Excerpted text:
Start of Block
The "Disclaimer." Just Say No?

Receiving an inheritance can be an emotional, exciting, and even life-changing event. But what if you don’t want to accept it? There are situations when accepting an inheritance may not be in your best interest, or not what you want for yourself. Our legal system provides us with a simple and straightforward way to say “no” to an inheritance: the disclaimer. We have the right to “disclaim” or turn down an inheritance (or a specific asset within an inheritance), as long as we follow the rules.

What is a Disclaimer?

The dictionary definition is a “formal refusal to accept an interest or estate.”1 In order for someone’s refusal to accept an interest to become a “qualified disclaimer” (meaning the IRS will not treat the asset as yours for tax purposes), it must meet the following requirements as paraphrased:

  1. The disclaimer is in writing (notarized) and delivered to the person controlling the estate (such as the executor or trustee) within nine months of the death or nine months after turning 21 if the inheritor is a minor.
  2. The person disclaiming has not accepted the interest or any of its benefits.
  3. The disclaimed interest passes without any direction by the person disclaiming, to either the decedent’s spouse or a person other than the person making the disclaimer.2

The writing must be very specific as to what you are disclaiming and follow all the rules (see 26 U.S. Code Section 2518). If you plan to disclaim but receive any part of the inherited interest, even briefly, it will be considered your asset.

How Does the Disclaimer Work?

When you disclaim an inheritance, you cannot stipulate where the asset or interest goes. The interest will pass on to the next heir according to the will, trust, beneficiary designation or intestate succession laws as though you did not exist.
End of Block
Supplied information:
Start of Block
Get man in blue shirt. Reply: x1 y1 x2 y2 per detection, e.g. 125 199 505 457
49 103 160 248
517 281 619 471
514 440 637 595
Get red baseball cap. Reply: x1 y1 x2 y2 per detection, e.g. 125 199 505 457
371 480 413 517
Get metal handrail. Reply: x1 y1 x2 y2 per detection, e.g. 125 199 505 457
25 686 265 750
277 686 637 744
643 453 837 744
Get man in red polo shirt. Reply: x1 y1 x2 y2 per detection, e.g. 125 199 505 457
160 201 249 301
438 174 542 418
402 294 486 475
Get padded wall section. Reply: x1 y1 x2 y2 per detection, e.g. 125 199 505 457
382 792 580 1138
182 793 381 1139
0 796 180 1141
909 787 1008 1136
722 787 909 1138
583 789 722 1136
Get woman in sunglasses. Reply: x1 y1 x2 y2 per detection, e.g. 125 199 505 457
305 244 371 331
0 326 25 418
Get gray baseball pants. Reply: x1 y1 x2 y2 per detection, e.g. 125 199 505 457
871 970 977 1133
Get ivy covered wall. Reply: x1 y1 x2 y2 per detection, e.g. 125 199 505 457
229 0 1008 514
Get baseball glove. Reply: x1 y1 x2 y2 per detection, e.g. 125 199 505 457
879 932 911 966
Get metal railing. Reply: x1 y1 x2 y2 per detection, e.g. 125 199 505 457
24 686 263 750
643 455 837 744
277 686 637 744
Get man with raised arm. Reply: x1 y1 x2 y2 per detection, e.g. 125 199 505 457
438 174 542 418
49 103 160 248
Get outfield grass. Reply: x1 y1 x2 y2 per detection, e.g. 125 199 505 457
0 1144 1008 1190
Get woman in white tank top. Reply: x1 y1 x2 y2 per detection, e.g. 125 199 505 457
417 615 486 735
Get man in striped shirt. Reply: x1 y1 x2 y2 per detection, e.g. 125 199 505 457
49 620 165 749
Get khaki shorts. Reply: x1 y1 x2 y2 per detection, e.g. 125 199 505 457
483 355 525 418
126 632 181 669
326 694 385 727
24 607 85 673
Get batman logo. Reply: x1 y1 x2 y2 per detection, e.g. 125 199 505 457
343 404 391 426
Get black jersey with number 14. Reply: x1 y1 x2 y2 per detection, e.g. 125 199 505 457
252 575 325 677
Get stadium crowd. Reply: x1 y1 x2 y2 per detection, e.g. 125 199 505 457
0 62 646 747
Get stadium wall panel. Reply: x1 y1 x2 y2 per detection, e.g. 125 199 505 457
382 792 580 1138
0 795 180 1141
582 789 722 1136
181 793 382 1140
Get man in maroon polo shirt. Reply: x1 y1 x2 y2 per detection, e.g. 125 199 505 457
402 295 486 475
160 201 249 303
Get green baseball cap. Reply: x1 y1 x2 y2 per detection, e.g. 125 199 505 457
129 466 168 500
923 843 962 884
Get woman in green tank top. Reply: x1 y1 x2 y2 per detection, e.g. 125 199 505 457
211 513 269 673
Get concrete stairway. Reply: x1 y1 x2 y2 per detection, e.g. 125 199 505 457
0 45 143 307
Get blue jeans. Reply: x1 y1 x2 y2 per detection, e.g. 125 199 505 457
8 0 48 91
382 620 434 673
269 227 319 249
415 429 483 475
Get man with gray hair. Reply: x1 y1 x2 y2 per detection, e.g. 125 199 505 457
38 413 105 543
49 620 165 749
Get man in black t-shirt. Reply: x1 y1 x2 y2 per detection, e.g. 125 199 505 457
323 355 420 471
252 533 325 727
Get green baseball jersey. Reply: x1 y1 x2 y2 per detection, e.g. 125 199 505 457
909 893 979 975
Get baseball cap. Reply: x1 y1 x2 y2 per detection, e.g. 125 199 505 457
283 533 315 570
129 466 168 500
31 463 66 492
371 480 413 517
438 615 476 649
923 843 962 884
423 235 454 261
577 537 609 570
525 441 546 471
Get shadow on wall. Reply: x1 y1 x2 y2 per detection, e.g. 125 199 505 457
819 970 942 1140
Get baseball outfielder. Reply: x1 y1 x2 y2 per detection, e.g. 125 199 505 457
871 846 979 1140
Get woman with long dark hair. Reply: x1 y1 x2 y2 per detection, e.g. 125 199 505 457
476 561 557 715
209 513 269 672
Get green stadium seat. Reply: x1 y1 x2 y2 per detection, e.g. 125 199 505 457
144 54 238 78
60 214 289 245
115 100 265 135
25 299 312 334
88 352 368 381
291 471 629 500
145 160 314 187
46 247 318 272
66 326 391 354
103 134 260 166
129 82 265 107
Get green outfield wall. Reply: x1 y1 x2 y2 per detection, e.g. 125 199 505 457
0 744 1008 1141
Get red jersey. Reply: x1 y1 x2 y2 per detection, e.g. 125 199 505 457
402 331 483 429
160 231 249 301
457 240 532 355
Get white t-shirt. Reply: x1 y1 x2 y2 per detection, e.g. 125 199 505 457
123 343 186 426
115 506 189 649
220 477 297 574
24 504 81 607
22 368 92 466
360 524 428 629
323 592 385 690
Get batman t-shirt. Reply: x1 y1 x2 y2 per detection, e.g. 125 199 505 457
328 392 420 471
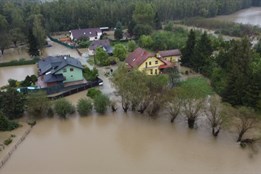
End of Block
To do: Copy the passage of the disclaimer text from "3. The disclaimed" up to and including "the Disclaimer Work?" word for word. The material plays no part here.

Finished task:
3. The disclaimed interest passes without any direction by the person disclaiming, to either the decedent’s spouse or a person other than the person making the disclaimer.2

The writing must be very specific as to what you are disclaiming and follow all the rules (see 26 U.S. Code Section 2518). If you plan to disclaim but receive any part of the inherited interest, even briefly, it will be considered your asset.

How Does the Disclaimer Work?